━━━ MATERIALS PROVIDED
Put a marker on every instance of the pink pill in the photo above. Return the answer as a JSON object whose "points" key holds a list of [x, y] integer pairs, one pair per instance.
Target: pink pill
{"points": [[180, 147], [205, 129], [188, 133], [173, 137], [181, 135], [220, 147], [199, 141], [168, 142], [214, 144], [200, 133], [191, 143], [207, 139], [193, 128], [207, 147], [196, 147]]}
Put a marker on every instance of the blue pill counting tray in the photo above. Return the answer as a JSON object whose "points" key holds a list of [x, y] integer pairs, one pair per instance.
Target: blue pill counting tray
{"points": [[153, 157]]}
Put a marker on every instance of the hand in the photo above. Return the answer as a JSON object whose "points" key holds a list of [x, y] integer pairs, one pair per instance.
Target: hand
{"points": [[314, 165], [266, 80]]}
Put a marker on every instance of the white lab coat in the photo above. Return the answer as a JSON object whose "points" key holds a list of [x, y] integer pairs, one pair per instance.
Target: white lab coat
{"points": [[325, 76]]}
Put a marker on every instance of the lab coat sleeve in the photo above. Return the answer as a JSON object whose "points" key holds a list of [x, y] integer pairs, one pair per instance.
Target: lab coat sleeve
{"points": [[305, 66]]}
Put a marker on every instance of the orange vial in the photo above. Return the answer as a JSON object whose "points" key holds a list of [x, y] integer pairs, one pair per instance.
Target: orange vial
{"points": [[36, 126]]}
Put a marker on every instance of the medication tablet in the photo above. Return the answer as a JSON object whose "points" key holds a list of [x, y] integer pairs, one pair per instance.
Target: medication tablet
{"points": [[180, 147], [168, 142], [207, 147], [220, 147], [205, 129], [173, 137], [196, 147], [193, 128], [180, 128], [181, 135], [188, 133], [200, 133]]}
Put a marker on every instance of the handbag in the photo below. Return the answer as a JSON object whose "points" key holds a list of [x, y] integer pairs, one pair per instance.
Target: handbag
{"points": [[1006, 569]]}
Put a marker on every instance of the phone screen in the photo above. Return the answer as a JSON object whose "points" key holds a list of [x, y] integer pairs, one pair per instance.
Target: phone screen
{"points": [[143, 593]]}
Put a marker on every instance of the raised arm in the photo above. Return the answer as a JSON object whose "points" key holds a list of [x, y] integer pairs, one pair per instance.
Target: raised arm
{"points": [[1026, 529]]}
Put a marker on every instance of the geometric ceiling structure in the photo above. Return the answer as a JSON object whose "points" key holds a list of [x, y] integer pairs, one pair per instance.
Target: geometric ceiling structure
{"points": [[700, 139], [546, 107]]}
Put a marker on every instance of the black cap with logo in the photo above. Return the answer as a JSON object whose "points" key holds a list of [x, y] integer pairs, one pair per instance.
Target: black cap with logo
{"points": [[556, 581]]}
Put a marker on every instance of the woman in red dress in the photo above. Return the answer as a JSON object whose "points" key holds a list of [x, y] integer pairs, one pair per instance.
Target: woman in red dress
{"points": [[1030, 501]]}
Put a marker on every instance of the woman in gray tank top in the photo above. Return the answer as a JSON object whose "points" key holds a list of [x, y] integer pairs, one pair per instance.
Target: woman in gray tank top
━━━━━━
__TO BE DONE__:
Can you reproduce the listing from its first line through the line containing "Target: pink pill", inclusive, swapping "pink pill" for "white tablet" and changing nothing else?

__ANSWER TO THE PROBLEM__:
Put a marker on every instance of the white tablet in the photo above. Return the answer as a JSON object whose "points" key holds a list of [x, y] integer pairs, one pair per instance.
Target: white tablet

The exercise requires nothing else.